### EXERCISE INSTRUCTIONS
Scale the material starting at the line containing "of the white" and ending at the line containing "Query: sunlit grass", both ends included. Output only those lines, requests too, multiplying every x and y coordinate in the answers by 2.15 and rounding to whole numbers with halves rounded up.
[start RECORDS SUPPLIED]
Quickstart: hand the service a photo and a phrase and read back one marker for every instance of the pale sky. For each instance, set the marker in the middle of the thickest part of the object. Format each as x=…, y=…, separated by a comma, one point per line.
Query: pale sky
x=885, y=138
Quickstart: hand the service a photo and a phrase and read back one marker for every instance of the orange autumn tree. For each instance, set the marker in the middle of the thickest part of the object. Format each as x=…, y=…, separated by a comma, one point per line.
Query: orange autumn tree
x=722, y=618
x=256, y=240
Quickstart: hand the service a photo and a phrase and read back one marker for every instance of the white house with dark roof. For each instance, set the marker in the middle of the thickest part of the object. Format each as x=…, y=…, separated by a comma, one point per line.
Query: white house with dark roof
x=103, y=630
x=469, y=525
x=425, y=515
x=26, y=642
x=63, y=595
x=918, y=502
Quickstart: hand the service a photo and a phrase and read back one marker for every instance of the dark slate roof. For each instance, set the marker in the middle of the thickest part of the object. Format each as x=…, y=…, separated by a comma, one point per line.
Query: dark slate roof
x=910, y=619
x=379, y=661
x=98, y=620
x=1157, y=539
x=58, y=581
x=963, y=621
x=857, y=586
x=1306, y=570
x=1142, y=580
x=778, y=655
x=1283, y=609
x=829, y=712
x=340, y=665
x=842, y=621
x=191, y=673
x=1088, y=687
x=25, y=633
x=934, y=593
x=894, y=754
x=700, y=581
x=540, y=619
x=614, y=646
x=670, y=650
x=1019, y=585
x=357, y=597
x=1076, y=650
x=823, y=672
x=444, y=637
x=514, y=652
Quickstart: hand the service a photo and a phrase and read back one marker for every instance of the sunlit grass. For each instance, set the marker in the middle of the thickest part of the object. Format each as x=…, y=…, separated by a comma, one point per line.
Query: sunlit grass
[end RECORDS SUPPLIED]
[start RECORDS SUPPLIED]
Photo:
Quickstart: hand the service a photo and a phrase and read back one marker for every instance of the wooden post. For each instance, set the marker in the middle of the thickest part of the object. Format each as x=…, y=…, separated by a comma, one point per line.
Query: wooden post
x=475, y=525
[end RECORDS SUPPLIED]
### THE RESPONSE
Quickstart: hand the service a photo and a phrase and read back one marker for every instance of the white house with dark roof. For each instance, set the marker in the middle of the thickest part of the object. Format each as x=…, y=…, separated by a comma, one point per line.
Query: white house with dark roof
x=221, y=1355
x=1008, y=1129
x=914, y=1107
x=56, y=1380
x=135, y=1279
x=1974, y=1079
Quickstart: hand the service a photo and a phrase and read back one marker for every instance of the dark slate roof. For each instance, set the marker in the middle of the thickest part of the object. Format each as x=…, y=…, separated by a comma, one point per line.
Query: dark slate roof
x=1957, y=1331
x=815, y=1421
x=211, y=1333
x=2488, y=1159
x=125, y=1249
x=2070, y=1335
x=1843, y=1260
x=2808, y=1226
x=2455, y=1247
x=1673, y=1408
x=2758, y=1309
x=1782, y=1531
x=731, y=1430
x=1810, y=1335
x=411, y=1447
x=2339, y=1477
x=54, y=1361
x=2008, y=1275
x=1922, y=1621
x=1505, y=1249
x=1161, y=1331
x=1320, y=1389
x=1441, y=1398
x=2191, y=1258
x=768, y=1284
x=2313, y=1398
x=1769, y=1445
x=955, y=1370
x=1105, y=1402
Quickstart: hand the service a photo and a phrase and read back one marker for every instance of the sunlit grass. For each instance, set the marker in the middle of the thickest part of the object. Format each as x=…, y=…, separated by a comma, one point per line.
Query: sunlit grass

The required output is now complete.